■ Quoted passage
A Love Letter to my Favorite Space Books
/I’m frequently asked what my favorite space books are. It’s a tough question, because there are so many fascinating stories out there. But if I narrow it down to books about human spaceflight, I would count these six as a wonderful beginning – most are so well written that you don’t have to be a space fan to enjoy them. Even when they are about technology, they are all very human stories.
“Carrying The Fire: An Astronaut’s Journeys” by Michael Collins (1974) I believe is unbeatable as the best of the Apollo astronaut memoirs. Written so close after his Apollo 11 mission, Collins brings an unparalleled cultural intelligence to his recounting of the Apollo era. Many have written about that time, but no one else has his wry, witty, dry sense of sharp observation. Smart, funny, and entertaining were never parts of the job description of a top test pilot. Thank goodness Mike Collins is all of those things, and was on the first voyage to land people on the moon so he can relate it to us so very well.

■ Information
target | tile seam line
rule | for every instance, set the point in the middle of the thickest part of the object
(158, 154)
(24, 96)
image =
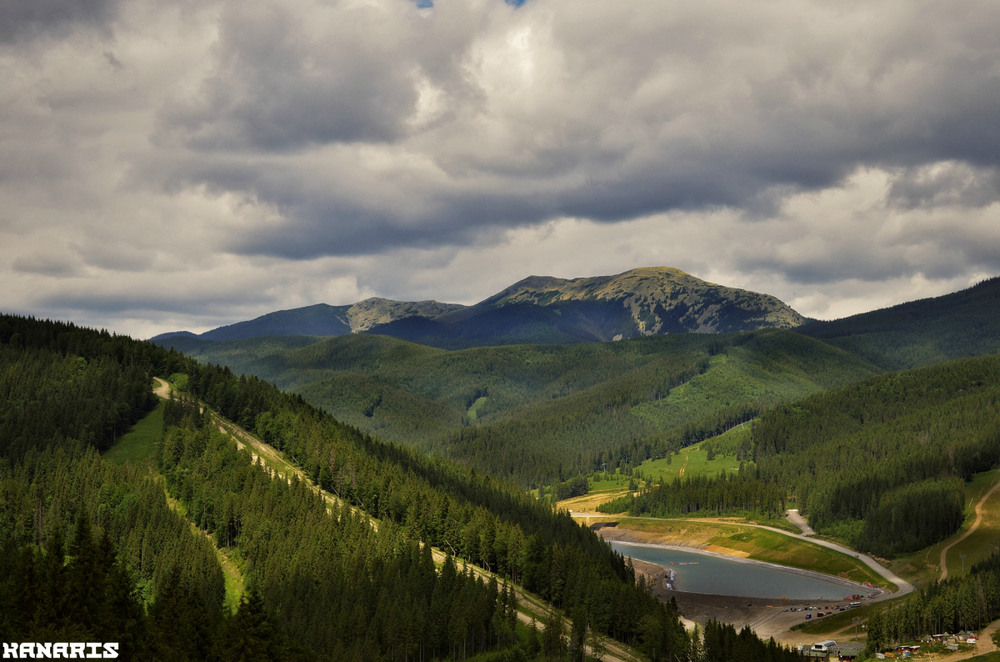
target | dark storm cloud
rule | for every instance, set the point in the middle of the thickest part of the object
(747, 110)
(152, 150)
(286, 80)
(22, 20)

■ Assignment 1
Summarize the letter on favorite space books in two sentences.
■ Assignment 2
Carry the letter on favorite space books forward from its last sentence.
The rows play no part in what comes next.

■ Answer 1
Often asked about favorite space books, the author narrows the field to human spaceflight and names six that are well written enough for any reader and tell very human stories even when they deal with technology. First is Michael Collins's "Carrying The Fire: An Astronaut's Journeys" (1974), which the author judges the best Apollo astronaut memoir for its cultural intelligence and its wry, witty, dry observation of the Apollo era.

■ Answer 2
Andrew Chaikin’s “A Man On the Moon: The Voyages of the Apollo Astronauts” (1994) is essential reading for anyone trying to understand those brief years of 1968-72, when humans did something unprecedented – and then never did it again. There are books written about Apollo before this one, and books written after, and you can tell the dramatic change this book made to the entire genre. I recall as a teenager watching the NASA informational films about the later Apollo missions, with blurry 70s TV images of astronauts picking up rocks and driving around. It was all presented as very worthy, and I recall thinking "I bet they are doing something important, but I don’t have a clue what it is." Andy's book, because of his exhaustive research and keen geological grounding, made me understand why those later missions were so important and how, in many ways, they remain the pinnacle of human exploration. He did so much deep research that you sense every paragraph is only a summary of what he knows, and he could have gone off in any fascinating direction. He is dancing along the top of his knowledge, giving you the cream of it, all done within a clear narrative. I remember sitting in a garden in south London reading it and feeling my brain expand with every chapter. Every film and book that came afterwards has been clearly swayed by the light he shone on the subject. As you can tell... I like it.
“Apollo: Race To The Moon” by Charles Murray and Catherine Bly Cox (1989) is a wonderful counterpart to the Andy Chaikin book. This book focuses on the managers and the engineers who made the moon landings happen. That sounds like it could be quite dry, but it’s not. It is a page-turner with its description of how a bunch of previously disparate people came together to do in the impossible within eight years. It’s a fascinating work that gives the folks more behind the scenes the same attention usually only given to astronauts, done in a wonderfully readable way.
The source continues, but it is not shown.